**ENUNCIADO:**
Reproduce sin cambios las líneas de las entradas desde el comienzo hasta la línea que contiene "x=590 y=260", esta incluida.

**DATOS EN BRUTO:**
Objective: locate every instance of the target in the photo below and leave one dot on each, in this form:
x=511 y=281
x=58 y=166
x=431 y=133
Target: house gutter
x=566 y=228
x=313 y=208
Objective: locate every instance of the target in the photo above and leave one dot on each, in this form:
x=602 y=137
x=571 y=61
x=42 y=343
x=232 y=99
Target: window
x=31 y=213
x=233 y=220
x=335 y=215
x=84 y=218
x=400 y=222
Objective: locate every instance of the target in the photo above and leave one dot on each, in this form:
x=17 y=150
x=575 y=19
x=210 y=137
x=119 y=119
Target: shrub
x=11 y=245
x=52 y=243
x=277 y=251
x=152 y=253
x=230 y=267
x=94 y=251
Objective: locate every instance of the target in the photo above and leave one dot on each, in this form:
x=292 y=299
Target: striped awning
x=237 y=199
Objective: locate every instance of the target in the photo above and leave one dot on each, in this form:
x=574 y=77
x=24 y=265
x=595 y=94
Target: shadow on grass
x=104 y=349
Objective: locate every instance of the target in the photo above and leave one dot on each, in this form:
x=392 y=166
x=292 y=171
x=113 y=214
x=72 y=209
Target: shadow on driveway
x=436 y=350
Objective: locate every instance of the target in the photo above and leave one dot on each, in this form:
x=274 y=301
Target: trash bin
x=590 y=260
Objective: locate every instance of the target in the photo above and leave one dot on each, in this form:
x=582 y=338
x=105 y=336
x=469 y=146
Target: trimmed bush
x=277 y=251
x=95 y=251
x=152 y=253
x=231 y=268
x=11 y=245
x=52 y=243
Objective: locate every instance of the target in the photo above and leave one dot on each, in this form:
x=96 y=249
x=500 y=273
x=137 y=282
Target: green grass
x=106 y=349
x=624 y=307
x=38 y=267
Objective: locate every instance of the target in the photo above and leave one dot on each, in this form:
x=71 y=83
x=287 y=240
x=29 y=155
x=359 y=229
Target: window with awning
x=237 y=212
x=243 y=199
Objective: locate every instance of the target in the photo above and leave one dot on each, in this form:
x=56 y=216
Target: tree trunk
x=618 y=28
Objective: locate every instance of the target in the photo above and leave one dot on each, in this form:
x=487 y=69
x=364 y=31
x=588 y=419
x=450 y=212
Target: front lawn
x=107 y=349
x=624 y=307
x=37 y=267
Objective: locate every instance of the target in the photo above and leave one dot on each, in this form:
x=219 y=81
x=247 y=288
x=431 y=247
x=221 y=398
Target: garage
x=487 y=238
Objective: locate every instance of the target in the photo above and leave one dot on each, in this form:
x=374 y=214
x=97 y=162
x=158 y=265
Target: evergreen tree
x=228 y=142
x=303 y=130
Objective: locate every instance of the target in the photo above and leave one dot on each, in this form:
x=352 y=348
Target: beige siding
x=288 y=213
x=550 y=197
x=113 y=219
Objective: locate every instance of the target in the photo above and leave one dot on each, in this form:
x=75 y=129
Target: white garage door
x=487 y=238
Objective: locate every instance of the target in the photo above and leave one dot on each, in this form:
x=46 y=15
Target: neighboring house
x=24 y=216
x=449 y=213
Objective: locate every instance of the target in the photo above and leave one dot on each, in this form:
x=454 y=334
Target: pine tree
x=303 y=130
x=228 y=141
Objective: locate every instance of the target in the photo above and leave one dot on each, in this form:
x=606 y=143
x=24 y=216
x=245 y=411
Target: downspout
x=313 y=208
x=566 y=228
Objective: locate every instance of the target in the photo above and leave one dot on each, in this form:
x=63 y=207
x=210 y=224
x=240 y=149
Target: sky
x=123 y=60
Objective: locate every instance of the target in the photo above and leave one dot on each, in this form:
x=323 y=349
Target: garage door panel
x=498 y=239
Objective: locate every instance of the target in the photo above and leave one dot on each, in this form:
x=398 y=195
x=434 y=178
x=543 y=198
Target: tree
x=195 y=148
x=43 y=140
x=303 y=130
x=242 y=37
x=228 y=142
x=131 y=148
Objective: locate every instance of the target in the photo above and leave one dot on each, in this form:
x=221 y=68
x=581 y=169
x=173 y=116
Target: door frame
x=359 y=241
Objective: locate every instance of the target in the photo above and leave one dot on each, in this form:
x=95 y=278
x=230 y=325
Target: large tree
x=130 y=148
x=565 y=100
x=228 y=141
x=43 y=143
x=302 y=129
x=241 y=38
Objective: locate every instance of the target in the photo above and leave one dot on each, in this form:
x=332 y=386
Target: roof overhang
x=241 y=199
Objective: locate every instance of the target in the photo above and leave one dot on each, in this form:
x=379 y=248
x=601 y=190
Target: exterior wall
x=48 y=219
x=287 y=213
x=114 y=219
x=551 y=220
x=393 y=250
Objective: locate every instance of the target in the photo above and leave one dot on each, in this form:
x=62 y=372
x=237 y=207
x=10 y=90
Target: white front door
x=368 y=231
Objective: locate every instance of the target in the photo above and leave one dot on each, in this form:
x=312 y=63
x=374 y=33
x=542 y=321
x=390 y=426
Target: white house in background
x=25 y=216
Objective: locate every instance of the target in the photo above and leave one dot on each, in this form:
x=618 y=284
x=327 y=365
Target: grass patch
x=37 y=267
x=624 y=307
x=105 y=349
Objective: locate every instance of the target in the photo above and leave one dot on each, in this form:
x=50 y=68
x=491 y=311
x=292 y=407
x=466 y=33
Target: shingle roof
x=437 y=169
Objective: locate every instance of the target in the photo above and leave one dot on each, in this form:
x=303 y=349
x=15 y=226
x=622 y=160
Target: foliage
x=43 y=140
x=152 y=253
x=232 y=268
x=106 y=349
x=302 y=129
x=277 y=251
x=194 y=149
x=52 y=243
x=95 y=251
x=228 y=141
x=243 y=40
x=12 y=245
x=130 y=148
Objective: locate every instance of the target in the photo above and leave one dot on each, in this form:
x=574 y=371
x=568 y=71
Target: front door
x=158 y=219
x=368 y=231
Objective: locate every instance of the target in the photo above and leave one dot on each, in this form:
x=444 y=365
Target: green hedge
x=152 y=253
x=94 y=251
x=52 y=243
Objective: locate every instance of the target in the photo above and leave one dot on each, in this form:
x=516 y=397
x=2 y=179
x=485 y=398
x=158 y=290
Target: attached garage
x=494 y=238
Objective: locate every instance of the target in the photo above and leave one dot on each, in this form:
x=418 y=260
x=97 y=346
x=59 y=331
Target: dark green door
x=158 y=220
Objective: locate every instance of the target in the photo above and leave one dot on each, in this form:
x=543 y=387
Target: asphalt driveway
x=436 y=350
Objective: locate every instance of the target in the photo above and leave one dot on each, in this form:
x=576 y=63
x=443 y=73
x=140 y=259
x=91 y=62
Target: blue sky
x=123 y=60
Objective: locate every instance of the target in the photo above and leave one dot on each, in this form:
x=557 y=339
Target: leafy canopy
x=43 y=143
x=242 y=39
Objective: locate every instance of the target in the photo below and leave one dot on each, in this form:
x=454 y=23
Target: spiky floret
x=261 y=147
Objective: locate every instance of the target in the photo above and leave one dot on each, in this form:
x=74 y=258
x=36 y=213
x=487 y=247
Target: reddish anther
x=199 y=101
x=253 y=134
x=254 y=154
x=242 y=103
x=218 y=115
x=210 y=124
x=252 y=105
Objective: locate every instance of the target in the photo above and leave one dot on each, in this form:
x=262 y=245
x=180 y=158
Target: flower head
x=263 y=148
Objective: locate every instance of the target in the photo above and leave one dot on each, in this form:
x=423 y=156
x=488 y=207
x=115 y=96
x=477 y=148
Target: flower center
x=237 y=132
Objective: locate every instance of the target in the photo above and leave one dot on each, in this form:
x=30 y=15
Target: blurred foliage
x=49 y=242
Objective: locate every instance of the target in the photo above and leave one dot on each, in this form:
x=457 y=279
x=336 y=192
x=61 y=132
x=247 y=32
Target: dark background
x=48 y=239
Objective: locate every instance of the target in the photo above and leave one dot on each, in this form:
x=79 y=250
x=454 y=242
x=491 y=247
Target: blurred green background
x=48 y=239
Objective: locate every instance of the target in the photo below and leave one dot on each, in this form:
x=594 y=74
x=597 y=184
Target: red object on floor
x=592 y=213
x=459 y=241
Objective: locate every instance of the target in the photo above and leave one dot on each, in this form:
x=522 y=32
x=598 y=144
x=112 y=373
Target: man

**RESULTADO DEL EJERCICIO:**
Objective: locate every instance of the target in the photo below and leave one dot on each, in this form:
x=511 y=281
x=58 y=166
x=431 y=133
Target: house gutter
x=566 y=228
x=313 y=208
Objective: locate every instance of the target in the photo above and leave one dot on each, in this form:
x=602 y=137
x=571 y=61
x=42 y=343
x=232 y=99
Target: window
x=31 y=213
x=233 y=220
x=335 y=215
x=84 y=218
x=400 y=222
Objective: locate every instance of the target in the photo above and leave one dot on each, in this form:
x=17 y=150
x=575 y=19
x=210 y=137
x=119 y=119
Target: shrub
x=11 y=245
x=52 y=243
x=277 y=251
x=152 y=253
x=230 y=267
x=94 y=251
Objective: locate every instance of the target in the photo above and leave one dot on each, in this form:
x=292 y=299
Target: striped awning
x=237 y=199
Objective: locate every instance of the target in the photo above and leave one dot on each, in this form:
x=574 y=77
x=24 y=265
x=595 y=94
Target: shadow on grass
x=104 y=349
Objective: locate every instance of the target in the photo above and leave one dot on each, in this form:
x=392 y=166
x=292 y=171
x=113 y=214
x=72 y=209
Target: shadow on driveway
x=436 y=350
Objective: locate every instance of the target in the photo above and leave one dot on each, in this form:
x=274 y=301
Target: trash bin
x=590 y=260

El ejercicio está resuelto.